**Exercises to complete**
[A] Retype the stretch of the passage on patent portfolios from "A world-class patent portfolio has" through "talk about value.".
[B] In the passage on patent portfolios, what does Zhang say people cannot do if a patent does not map onto some products?
[C] Carry on the passage on patent portfolios from its last sentence.

**Extract**
------------------------
The book also takes a wider look at companies' business strategies, and how having a world-class patent portfolio will be a benefit. "If its goal is to expand globally into most countries in the world, you should make sure to build a high-quality worldwide patent portfolio to protect your company's market share in those countries," the authors advise. "This is the so-called offensive IP motion … to prevent others from practicing your invention."

A world-class patent portfolio has three main benefits:

  • It enables your company to capture innovative ideas from research and development investments. These could be reflected through invention disclosures, patents, trade marks and trade secrets.
  • It protects existing and future product or business market share. These could be through patent cross-licensing agreements, defensive assertion or litigations in response to other's offensive assertion or litigations.
  • It can contribute company's profits. This could be realised through technology transfer, licensing through a standard pool, patent sales, patent licence or trade mark licence.

Talking to Managing IP, Zhang stresses again the importance of ensuring a patent maps onto some products. She says without this, people cannot even talk about value.
------------------------
**Records from a dataset**

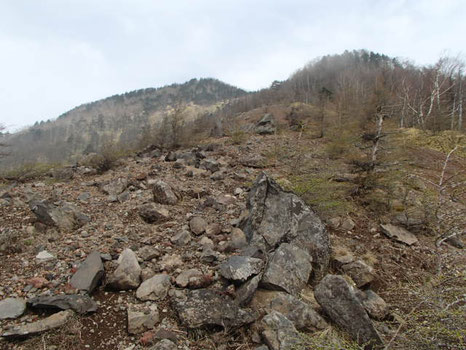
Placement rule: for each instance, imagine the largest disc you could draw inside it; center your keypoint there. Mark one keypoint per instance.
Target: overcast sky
(57, 54)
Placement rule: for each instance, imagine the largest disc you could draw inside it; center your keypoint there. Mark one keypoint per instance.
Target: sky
(58, 54)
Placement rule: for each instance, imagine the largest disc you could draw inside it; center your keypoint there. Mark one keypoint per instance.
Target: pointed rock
(128, 273)
(340, 303)
(289, 269)
(89, 274)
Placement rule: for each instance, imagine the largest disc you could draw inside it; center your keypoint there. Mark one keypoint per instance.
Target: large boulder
(63, 215)
(339, 301)
(289, 269)
(128, 273)
(277, 216)
(240, 268)
(89, 274)
(206, 307)
(163, 193)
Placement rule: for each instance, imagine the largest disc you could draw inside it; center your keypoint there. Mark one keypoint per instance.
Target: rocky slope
(199, 249)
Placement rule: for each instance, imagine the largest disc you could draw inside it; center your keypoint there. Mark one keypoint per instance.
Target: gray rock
(82, 304)
(240, 268)
(56, 320)
(142, 318)
(12, 308)
(148, 253)
(245, 292)
(197, 225)
(128, 273)
(266, 126)
(340, 303)
(360, 272)
(115, 187)
(279, 333)
(289, 269)
(89, 274)
(155, 288)
(164, 344)
(375, 306)
(163, 193)
(303, 316)
(186, 276)
(206, 307)
(63, 215)
(399, 234)
(182, 238)
(276, 216)
(153, 214)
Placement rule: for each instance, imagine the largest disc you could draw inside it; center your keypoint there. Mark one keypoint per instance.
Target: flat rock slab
(340, 303)
(278, 216)
(82, 304)
(128, 273)
(399, 234)
(12, 308)
(303, 316)
(240, 268)
(288, 270)
(51, 322)
(89, 274)
(205, 307)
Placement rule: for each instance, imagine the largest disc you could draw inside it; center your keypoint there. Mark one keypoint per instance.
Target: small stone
(12, 308)
(197, 225)
(155, 288)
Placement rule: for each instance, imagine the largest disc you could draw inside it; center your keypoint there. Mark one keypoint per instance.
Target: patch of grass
(327, 197)
(29, 171)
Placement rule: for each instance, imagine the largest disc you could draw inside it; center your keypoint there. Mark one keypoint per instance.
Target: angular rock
(375, 306)
(56, 320)
(266, 126)
(303, 316)
(142, 318)
(165, 344)
(186, 276)
(340, 303)
(245, 293)
(128, 273)
(153, 214)
(64, 215)
(163, 193)
(276, 216)
(89, 274)
(155, 288)
(206, 307)
(12, 308)
(181, 238)
(197, 225)
(360, 272)
(399, 234)
(289, 269)
(114, 188)
(240, 268)
(279, 333)
(82, 304)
------------------------
**The responses**
[A]
A world-class patent portfolio has three main benefits:

  • It enables your company to capture innovative ideas from research and development investments. These could be reflected through invention disclosures, patents, trade marks and trade secrets.
  • It protects existing and future product or business market share. These could be through patent cross-licensing agreements, defensive assertion or litigations in response to other's offensive assertion or litigations.
  • It can contribute company's profits. This could be realised through technology transfer, licensing through a standard pool, patent sales, patent licence or trade mark licence.

Talking to Managing IP, Zhang stresses again the importance of ensuring a patent maps onto some products. She says without this, people cannot even talk about value.

[B] They cannot even talk about value.

[C]
"Some of the methods today are like beating round bushes, looking at whether a patent is valuable today through whether somebody cited it or whether it was litigated," she says. "It is almost like looking at the shadow of the object to guess what the object is. It doesn't look at the object itself."

She adds: "Why are we beating round bushes? Just look at the patent itself – does the patent read onto some product? If a patent doesn't read on to a product at this time it doesn't have value. I don't care how well written it is – it is not valuable."

"Mining Ideas for Diamonds: Comparing and US IP Practices from Invention Selection to Patent Monetization" can be ordered from Amazon and World Scientific (the first chapter is available for free download from World Scientific).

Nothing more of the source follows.